◆ Challenges:
**1)** According to the passage on the Israel Defense Forces, in what year was the IDF formed?
**2)** Translate this sentence from the passage on the Israel Defense Forces into Spanish: "Israel is the only country which currently has female conscription."
**3)** Pick up the passage on the Israel Defense Forces after its final sentence and continue writing it.

◆ Passage provided:
Israel Defense Forces
Military manpower
Military age18 years of age
Availability males age 15-49: 1,499,186 (2000 est.)
females age 15-49: 1,462,063 (2000 est.)
Fit for military service males age 15-49: 1,226,903 (2000 est.)
females age 15-49: 1,192,319 (2000 est.)
Reaching military age annually males: 50,348 (2000 est.)
females: 47,996 (2000 est.)
Military expenditures
Dollar figure$8.7 billion (FY99)
Percent of GDP9.4% (FY99)
The Israel Defense Forces (IDF) (Hebrew: צבא ההגנה לישראל Tsva Ha-Haganah Le-Yisrael, often abbreviated צה"ל Tsahal, alternative English spelling Tzahal) is the name of Israel's armed forces (army, air force and navy). It was formed following the founding of Israel in 1948 to "defend the existence, territorial integrity and sovereignty of the state of Israel" and "to protect the inhabitants of Israel and to combat all forms of terrorism which threaten the daily life." The predecessors to the IDF were the Haganah (in particular, its operative detachment, the Palmach) and the British armed forces, in particular the Jewish Brigade that fought during World War II. See also Jewish legion.

After the establishment of the IDF, the two Jewish guerillas the Irgun and Stern gang came under control of the IDF. But they were allowed to operate independently in Jerusalem until the end of the 1948 Arab-Israeli war after which they eventually dispersed.

For detailed IDF history, see: Israel Defense Forces History.

Table of contents
1 Overview
2 Military branches
3 Israeli Military Technology
4 Nuclear capability
5 Israeli Defence Forces Ranks
6 The Code of Conduct
7 Recent policies and tactics
8 See also
9 External links


High command

The IDF falls under the command of a single general staff. The current head of staff is (Lieutenant) General (Rav-Aluf) Moshe (Boogie) Ya'alon, answerable to the Minister of Defense.

The Chief of the General Staff (in Hebrew: רמטכ"ל, pronounced: Ramatkal) is the high commander of the IDF and answers to the Defense minister and the Prime minister. All Ramatkals are in the rank of (Lieutenant) General (in Hebrew: רב אלוף , pronounced: "Rav Aluf").

Note about ranks: if the ranks of the IDF are to be translated one-to-one to Western rankss then a "Rav Aluf" is equivalent to Lieutenant General (since Major General is "Aluf"). But since Rav Aluf in Israel is the high commander of the army (including air force and navy), the translation of it as "General" is more appropriate.

Service and manpower

Service is mandatory for Jewish men and women over the age of 18, although exemptions may be made on religious grounds. Israel is the only country which currently has female conscription. The fact that an increasing number of people in the ultraorthodox community are exempt, has been a source of tension in Israeli society. Druze also serve in the IDF. In recent years, some Druze officers have reached positions in the IDF as high as Major General. Israeli Arabs, with few exceptions, are not obliged to serve, though they may volunteer.

[Rows from a pointing dataset]

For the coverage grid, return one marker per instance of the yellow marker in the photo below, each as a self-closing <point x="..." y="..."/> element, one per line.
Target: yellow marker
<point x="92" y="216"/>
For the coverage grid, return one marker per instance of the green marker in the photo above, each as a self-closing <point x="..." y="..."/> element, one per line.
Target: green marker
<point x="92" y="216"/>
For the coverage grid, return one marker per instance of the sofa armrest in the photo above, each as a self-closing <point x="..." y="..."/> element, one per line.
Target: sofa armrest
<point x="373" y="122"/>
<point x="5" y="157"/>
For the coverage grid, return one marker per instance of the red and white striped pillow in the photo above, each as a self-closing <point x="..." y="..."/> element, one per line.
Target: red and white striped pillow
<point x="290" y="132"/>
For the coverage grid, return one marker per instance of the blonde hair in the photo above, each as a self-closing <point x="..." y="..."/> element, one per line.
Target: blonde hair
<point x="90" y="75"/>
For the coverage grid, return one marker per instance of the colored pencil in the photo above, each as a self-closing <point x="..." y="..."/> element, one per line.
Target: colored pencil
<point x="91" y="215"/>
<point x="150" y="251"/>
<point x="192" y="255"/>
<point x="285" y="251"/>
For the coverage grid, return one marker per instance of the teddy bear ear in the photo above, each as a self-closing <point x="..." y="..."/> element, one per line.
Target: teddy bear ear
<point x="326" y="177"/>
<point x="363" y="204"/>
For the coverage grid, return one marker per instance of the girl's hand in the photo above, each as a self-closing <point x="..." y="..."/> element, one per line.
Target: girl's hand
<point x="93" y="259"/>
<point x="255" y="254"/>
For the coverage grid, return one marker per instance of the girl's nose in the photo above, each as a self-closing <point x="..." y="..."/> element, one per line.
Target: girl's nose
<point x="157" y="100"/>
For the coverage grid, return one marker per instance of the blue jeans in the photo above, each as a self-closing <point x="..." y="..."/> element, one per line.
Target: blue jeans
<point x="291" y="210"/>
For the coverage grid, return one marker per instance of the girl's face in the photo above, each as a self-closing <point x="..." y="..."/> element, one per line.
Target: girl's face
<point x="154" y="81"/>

◆ Answer set:
**1)** 1948, following the founding of Israel.

**2)** Israel es el único país que actualmente tiene servicio militar obligatorio para las mujeres.

**3)**
Six Israeli Arabs have received orders of distinction as a part of their military service; of them the most famous is a Bedouin officer, Lieutenant Colonel Abd El-Amin Hajer (also known as Amos Yarkoni), that has received the Order of Example. Recently, a Bedouin officer was promoted to the rank of Colonel.

Men serve three years in the IDF, as do the women in combat positions, while women in non-combat positions serve two. The IDF requires women who volunteer for combat positions to serve for three years because combat soldiers must go through a lengthy period of training, and the IDF wants to get as much use of that training as possible. In addition, men serve up to one month annually of reserve service, up to the age of 43-45. No direct social benefits are tied to completion of military service, but doing it is required for attaining a security clearance and serving in some types of government positions (in most cases, security-related); Israeli Arabs claim, however, that this puts them at a disadvantage.

Expenditures and alliances

During 1950-66, Israel spent an average of 9% of its GDP on defense. Defense expenditures increased dramatically after both the 1967 and 1973 wars. In 1996, the military budget reached 10.6% of GDP and represented about 21.5% of the total 1996 budget.

In 1983, the United States and Israel established the Joint Political Military Group, which meets twice a year. Both the U.S. and Israel participate in joint military planning and combined exercises, and have collaborated on military research and weapons development.

Military branches

See also: Israel Security Forces.

Israeli Military Technology

The IDF is considered to be one of the most high-tech armies in the world, possessing top-of-the-line weapons and computer systems. Beside of purchasing American-made weapon systems (such as the M4A1 assault rifle, F-15 Eagle and F-16 Fighting Falcon jets and Apache helicopter), the IDF holds a large department of weapon development, Rafael (The Authority For Weapons Development), which develops new weapons and technology to the IDF. Most of the technologies are produced by the Israeli security industries including the IMI, Elbit, El-Op and the IAI.

Israel's military technology is most famous for its guns, armored vehicle (tanks, tank-converted APCs, armoured bulldozers etc) and rocketery (missiles and rockets).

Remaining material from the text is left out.